### Source extract
===============
The gravitational lens system CLASS B2108+213 has two radio-loud lensed images separated by 4.56 arcsec .
The relatively large image separation implies that the lensing is caused by a group of galaxies .
In this paper , new optical imaging and spectroscopic data for the lensing galaxies of B2108+213 and the surrounding field galaxies are presented .
These data are used to investigate the mass and composition of the lensing structure .
The redshift and stellar velocity dispersion of the main lensing galaxy ( G1 ) are found to be z = 0.3648 \pm 0.0002 and \sigma _ { v } = 325 \pm 25 km s ^ { -1 } , respectively .
The optical spectrum of the lensed quasar shows no obvious emission or absorption features and is consistent with a BL Lac type radio source .
However , the tentative detection of the G-band and Mg-b absorption lines , and a break in the spectrum of the host galaxy of the lensed quasar gives a likely source redshift of z = 0.67 .
===============
### Data shown
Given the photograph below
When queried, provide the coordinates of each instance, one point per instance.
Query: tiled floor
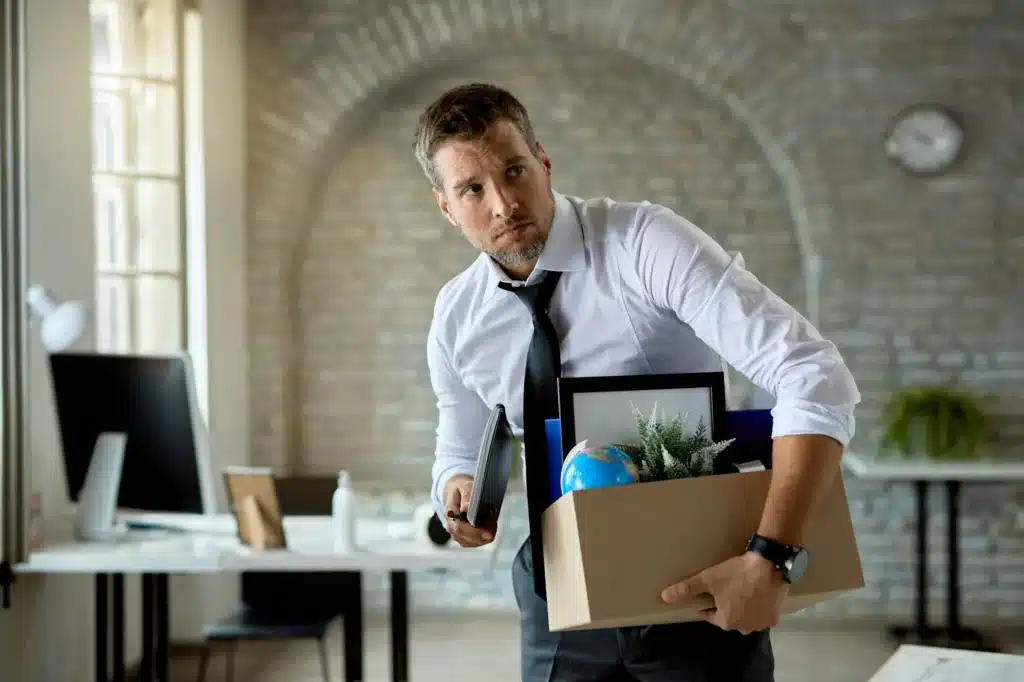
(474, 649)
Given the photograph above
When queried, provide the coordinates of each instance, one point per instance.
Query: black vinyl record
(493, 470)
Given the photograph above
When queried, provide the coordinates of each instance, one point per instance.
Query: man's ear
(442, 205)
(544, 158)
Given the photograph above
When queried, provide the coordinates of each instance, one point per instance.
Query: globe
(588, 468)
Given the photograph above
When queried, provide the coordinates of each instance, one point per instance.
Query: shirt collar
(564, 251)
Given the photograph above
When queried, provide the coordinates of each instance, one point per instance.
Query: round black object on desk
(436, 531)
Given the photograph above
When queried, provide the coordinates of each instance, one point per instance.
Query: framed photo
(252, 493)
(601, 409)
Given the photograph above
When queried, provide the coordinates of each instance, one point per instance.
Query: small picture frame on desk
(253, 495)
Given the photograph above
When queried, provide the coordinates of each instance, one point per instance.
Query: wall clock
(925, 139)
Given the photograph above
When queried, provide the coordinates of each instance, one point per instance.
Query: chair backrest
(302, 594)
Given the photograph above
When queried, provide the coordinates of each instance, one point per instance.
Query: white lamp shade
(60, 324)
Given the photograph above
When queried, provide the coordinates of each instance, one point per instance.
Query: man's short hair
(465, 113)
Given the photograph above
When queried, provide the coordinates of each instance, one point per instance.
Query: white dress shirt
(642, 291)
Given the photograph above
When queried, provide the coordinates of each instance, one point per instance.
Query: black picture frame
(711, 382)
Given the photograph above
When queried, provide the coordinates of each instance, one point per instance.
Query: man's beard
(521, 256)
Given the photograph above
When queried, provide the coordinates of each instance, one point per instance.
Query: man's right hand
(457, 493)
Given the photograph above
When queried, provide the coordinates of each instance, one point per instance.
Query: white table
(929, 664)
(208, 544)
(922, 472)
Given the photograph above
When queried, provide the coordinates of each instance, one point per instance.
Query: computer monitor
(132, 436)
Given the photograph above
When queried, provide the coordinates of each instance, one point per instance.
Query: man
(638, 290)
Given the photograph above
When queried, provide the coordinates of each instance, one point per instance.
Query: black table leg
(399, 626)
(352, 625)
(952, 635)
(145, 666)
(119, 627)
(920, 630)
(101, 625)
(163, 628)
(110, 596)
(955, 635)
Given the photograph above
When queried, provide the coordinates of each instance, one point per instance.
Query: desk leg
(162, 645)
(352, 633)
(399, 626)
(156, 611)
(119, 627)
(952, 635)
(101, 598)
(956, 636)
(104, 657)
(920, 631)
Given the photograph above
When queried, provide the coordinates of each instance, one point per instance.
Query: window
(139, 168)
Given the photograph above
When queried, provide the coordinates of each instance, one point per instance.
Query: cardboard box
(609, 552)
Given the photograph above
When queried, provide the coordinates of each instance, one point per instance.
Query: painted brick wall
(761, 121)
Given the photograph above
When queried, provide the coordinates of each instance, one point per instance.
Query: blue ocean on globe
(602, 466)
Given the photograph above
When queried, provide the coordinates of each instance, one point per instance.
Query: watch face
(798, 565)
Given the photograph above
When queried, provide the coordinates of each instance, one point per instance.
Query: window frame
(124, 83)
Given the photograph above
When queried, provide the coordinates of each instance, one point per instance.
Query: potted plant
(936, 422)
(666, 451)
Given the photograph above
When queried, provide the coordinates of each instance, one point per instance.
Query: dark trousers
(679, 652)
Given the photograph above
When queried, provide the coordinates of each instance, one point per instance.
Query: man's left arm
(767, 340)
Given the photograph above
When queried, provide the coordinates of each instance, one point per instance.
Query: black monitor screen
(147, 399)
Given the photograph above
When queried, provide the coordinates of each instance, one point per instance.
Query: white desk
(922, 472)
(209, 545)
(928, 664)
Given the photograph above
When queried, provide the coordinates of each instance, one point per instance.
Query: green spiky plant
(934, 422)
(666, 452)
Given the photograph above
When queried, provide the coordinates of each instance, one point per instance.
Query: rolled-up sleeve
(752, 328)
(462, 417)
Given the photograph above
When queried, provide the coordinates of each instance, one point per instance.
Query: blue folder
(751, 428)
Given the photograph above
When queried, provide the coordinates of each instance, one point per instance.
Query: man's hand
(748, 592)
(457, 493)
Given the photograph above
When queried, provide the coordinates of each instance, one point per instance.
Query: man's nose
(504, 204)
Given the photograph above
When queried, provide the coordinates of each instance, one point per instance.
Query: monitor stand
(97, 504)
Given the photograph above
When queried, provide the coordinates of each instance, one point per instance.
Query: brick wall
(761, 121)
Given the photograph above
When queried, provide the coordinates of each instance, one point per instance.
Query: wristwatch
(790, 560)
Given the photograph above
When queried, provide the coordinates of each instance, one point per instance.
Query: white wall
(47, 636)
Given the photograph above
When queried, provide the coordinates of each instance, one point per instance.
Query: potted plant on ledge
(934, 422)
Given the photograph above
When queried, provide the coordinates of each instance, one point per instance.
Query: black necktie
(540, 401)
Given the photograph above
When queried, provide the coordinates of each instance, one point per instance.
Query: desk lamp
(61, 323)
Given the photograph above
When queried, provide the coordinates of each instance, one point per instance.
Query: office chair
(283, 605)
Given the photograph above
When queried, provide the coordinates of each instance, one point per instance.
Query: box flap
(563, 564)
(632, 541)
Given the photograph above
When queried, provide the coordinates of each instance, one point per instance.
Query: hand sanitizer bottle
===============
Summarize the text about the lens system B2108+213 in two sentences.

The gravitational lens system CLASS B2108+213 has two radio-loud lensed images 4.56 arcsec apart, a separation large enough to imply lensing by a group of galaxies, and new optical imaging and spectroscopic data are used to study the mass and composition of the lensing structure. The main lensing galaxy (G1) has a redshift of z = 0.3648 ± 0.0002 and a stellar velocity dispersion of 325 ± 25 km s⁻¹, while the lensed quasar's spectrum is consistent with a BL Lac type radio source, and tentative host-galaxy features give a likely source redshift of z = 0.67.